• **Text section**:
____

Anybody who closely follows U.S. agricultural policy appreciates the journalism of Philip Brasher and his team at the Des Moines Register. One of Mr. Brasher’s recent articles highlights a feature of the farm bill recently passed by the House of Representatives that probably few people have heard of: the “Healthy Oils Incentive Program.”

According to the website of freshman Congressman Nick Lampson (D-Stafford, Texas) — who recently underwent quadruple heart bypass surgery — the Healthy Oils Incentive Program would create a “one-time incentive” to encourage development and commercialization of certain oilseeds and healthy oils to replace the use of trans fats in foods. Naturally, there is a connection here with biofuels.

Seed giants like Pioneer Hi-Bred International (a unit of DuPont) and Monsanto have for some time been working to develop a variety of soybean which yields an oil that won’t produce artery-clogging trans fats when made into cooking oil for frying and baking. Because of the bad press that trans fats are getting, helped by the decisions of New York City and Philadelphia to phase out trans fats in restaurants, such healthier oils should command a good price premium.

And they do. Grain processors such as Cargill Inc. and Bunge Ltd. have been paying farmers a premium of up to 60 cents per bushel or more to grow the soybeans for them.

Farmers say that won’t necessarily be enough. For one, the crops must be harvested and stored separately from other soybeans. And some farmers have found that the new varieties don’t obtain yields as high as do conventional ones.

____

• **The data**:

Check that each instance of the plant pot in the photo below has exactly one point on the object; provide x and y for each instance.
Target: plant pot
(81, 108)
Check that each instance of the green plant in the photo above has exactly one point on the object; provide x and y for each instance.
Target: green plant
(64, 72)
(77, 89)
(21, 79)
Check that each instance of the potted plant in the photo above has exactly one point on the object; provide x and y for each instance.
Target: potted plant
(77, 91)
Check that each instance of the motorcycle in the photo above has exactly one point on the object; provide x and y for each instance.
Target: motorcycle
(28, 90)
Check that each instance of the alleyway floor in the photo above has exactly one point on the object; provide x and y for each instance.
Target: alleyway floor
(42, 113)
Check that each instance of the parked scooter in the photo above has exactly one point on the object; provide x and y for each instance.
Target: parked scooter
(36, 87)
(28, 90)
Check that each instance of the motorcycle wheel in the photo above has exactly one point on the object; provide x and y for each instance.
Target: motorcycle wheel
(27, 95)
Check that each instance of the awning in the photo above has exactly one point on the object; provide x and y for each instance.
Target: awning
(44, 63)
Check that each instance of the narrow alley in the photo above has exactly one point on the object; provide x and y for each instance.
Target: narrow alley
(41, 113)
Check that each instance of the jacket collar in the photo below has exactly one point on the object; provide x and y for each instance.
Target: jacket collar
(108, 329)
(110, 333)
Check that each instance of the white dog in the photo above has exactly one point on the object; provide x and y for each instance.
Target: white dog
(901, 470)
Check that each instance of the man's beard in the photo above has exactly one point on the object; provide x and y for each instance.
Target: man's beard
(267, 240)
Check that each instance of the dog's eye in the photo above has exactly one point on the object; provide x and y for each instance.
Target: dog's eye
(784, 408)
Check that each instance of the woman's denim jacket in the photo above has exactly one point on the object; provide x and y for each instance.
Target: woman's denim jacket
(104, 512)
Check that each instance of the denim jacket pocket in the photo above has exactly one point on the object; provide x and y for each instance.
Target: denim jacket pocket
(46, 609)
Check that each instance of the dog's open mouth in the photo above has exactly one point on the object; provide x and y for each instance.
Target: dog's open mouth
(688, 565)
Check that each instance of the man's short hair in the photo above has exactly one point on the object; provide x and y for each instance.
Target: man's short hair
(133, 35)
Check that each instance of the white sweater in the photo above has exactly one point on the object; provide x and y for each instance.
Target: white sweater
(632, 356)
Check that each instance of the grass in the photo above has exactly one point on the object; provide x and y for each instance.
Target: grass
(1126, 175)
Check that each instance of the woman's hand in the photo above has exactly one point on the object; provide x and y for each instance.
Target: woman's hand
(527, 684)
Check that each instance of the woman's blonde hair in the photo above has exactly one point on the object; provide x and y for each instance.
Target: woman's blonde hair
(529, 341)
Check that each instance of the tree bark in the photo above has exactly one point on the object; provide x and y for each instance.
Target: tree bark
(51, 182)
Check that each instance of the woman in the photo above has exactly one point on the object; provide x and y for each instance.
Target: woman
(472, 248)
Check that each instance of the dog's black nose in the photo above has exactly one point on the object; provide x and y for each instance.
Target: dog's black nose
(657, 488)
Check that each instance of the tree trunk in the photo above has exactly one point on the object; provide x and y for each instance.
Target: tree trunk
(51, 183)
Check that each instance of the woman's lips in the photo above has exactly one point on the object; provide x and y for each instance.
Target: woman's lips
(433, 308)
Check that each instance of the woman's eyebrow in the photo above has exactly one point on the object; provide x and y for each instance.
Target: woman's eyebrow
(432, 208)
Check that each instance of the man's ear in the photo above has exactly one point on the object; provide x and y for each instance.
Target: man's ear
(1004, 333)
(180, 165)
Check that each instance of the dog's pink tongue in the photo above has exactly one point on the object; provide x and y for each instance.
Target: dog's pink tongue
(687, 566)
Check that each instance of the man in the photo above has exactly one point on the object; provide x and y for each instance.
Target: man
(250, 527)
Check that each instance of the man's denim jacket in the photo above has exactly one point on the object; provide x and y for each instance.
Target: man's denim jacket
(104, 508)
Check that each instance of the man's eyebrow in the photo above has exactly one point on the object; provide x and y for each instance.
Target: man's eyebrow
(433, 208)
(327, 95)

____

• **What to work on**:
1: Copy the stretch of the healthy-oils article from "Anybody who closely" through "here with biofuels.".
2: According to the healthy-oils article, what premium per bushel have grain processors paid farmers to grow the healthier soybeans?
3: Does each statement agree with the healthy-oils article? Answer yes or no for each, quoting the deciding words.
(a) The Healthy Oils Incentive Program is part of a farm bill passed by the House of Representatives.
(b) Farmers may store the new soybean crops together with other soybeans.
(c) Pioneer Hi-Bred International is a unit of Monsanto.

• **Your responses**:
1:
Anybody who closely follows U.S. agricultural policy appreciates the journalism of Philip Brasher and his team at the Des Moines Register. One of Mr. Brasher’s recent articles highlights a feature of the farm bill recently passed by the House of Representatives that probably few people have heard of: the “Healthy Oils Incentive Program.”

According to the website of freshman Congressman Nick Lampson (D-Stafford, Texas) — who recently underwent quadruple heart bypass surgery — the Healthy Oils Incentive Program would create a “one-time incentive” to encourage development and commercialization of certain oilseeds and healthy oils to replace the use of trans fats in foods. Naturally, there is a connection here with biofuels.

2: Up to 60 cents per bushel or more.

3:
(a) Yes: "a feature of the farm bill recently passed by the House of Representatives"
(b) No: "the crops must be harvested and stored separately from other soybeans"
(c) No: "Pioneer Hi-Bred International (a unit of DuPont)"